§ **PROBLEM**
Print out the records in full, keeping each word unchanged.

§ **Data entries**
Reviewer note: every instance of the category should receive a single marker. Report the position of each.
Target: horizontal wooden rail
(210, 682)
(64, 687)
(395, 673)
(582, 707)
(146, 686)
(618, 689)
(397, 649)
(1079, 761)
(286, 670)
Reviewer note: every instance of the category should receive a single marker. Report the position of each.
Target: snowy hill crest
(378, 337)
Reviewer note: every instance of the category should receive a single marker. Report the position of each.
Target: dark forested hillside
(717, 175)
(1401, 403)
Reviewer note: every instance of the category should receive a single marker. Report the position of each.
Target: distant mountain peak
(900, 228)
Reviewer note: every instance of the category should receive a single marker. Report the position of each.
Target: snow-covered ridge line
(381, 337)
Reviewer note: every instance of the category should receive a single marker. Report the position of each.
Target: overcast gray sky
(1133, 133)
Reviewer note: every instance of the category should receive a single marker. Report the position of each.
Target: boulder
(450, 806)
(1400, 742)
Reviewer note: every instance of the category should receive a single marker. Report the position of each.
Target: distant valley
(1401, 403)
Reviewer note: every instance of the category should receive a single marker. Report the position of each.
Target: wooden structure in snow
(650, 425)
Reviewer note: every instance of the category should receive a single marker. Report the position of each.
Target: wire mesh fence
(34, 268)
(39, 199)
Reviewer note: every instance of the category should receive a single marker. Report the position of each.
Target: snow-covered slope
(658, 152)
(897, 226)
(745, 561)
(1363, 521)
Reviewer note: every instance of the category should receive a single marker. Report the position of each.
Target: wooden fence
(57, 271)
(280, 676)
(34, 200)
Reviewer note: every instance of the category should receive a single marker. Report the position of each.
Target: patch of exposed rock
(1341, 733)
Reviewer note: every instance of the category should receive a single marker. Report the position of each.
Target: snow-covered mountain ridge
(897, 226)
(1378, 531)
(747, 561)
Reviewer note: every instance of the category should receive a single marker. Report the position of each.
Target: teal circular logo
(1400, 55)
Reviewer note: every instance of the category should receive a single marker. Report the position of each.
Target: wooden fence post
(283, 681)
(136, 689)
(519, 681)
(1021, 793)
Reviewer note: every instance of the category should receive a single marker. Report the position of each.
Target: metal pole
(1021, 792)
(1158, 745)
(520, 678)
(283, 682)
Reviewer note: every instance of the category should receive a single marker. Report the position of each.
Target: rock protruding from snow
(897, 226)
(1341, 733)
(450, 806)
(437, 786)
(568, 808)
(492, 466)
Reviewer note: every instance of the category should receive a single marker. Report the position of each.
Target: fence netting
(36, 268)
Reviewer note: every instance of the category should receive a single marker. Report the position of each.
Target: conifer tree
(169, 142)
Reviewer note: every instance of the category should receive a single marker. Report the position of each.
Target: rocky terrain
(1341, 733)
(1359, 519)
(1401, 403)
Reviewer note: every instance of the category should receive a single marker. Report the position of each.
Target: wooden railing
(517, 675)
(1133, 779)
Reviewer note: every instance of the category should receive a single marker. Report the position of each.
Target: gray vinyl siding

§ **RESULT**
Reviewer note: every instance of the category should receive a single marker. Report the position of each.
Target: horizontal wooden rail
(210, 682)
(64, 687)
(395, 673)
(582, 707)
(146, 686)
(618, 689)
(397, 649)
(1079, 761)
(286, 670)
Reviewer note: every instance of the category should receive a single marker. Report the position of each.
Target: snowy hill crest
(378, 337)
Reviewer note: every instance of the category should receive a single marker. Report the position of each.
Target: dark forested hillside
(717, 175)
(1401, 403)
Reviewer note: every instance of the category should receive a single marker. Report the position of each.
Target: distant mountain peak
(900, 228)
Reviewer note: every instance of the category should receive a single marker. Report the position of each.
Target: snow-covered ridge line
(381, 337)
Reviewer note: every instance of the category should receive a single marker. Report the position of each.
Target: overcast gray sky
(1133, 133)
Reviewer note: every instance of the category should receive a single marker. Report the position of each.
Target: boulder
(450, 806)
(1400, 742)
Reviewer note: every instance of the category should receive a single marker. Report the position of each.
Target: distant valley
(1401, 403)
Reviewer note: every instance of the category should receive a single marker. Report the position of each.
Target: wooden structure in snow
(650, 425)
Reviewer note: every instance of the category should receive a single marker. Report the position of each.
Target: wire mesh fence
(34, 268)
(39, 199)
Reviewer note: every instance of the category should receive a single marker. Report the position of each.
Target: snow-covered slope
(658, 152)
(897, 226)
(745, 561)
(1363, 521)
Reviewer note: every instance of the category should receive a single marker. Report the position of each.
Target: wooden fence
(57, 271)
(280, 676)
(34, 200)
Reviewer note: every instance of the category should receive a single marker. Report the position of each.
Target: patch of exposed rock
(1341, 733)
Reviewer note: every instance of the category should receive a single marker. Report the position of each.
Target: snow-covered mountain ridge
(897, 226)
(1378, 531)
(747, 561)
Reviewer note: every instance of the category should receive a single marker. Report the position of each.
Target: teal circular logo
(1400, 55)
Reviewer note: every instance of the category should receive a single marker. Report the position of each.
Target: wooden fence post
(283, 681)
(136, 689)
(519, 681)
(1021, 793)
Reviewer note: every instance of the category should receive a single marker. Report the position of each.
Target: metal pole
(1021, 792)
(1158, 745)
(520, 678)
(283, 682)
Reviewer note: every instance of the category should receive a single marker. Report the position of each.
Target: rock protruding from snow
(897, 226)
(1341, 733)
(450, 806)
(437, 786)
(568, 808)
(492, 466)
Reviewer note: every instance of the category should receive a single marker. Report the position of each.
Target: fence netting
(36, 268)
Reviewer note: every instance of the category should receive a single marker. Report the position of each.
Target: conifer tree
(169, 142)
Reviewer note: every instance of the category should receive a single marker. Report the position of each.
Target: rocky terrain
(1341, 733)
(1359, 519)
(1401, 403)
Reviewer note: every instance of the category should receive a single marker. Report the position of each.
Target: wooden railing
(517, 675)
(1133, 779)
Reviewer note: every instance of the category should receive a single marker. Report the position of each.
Target: gray vinyl siding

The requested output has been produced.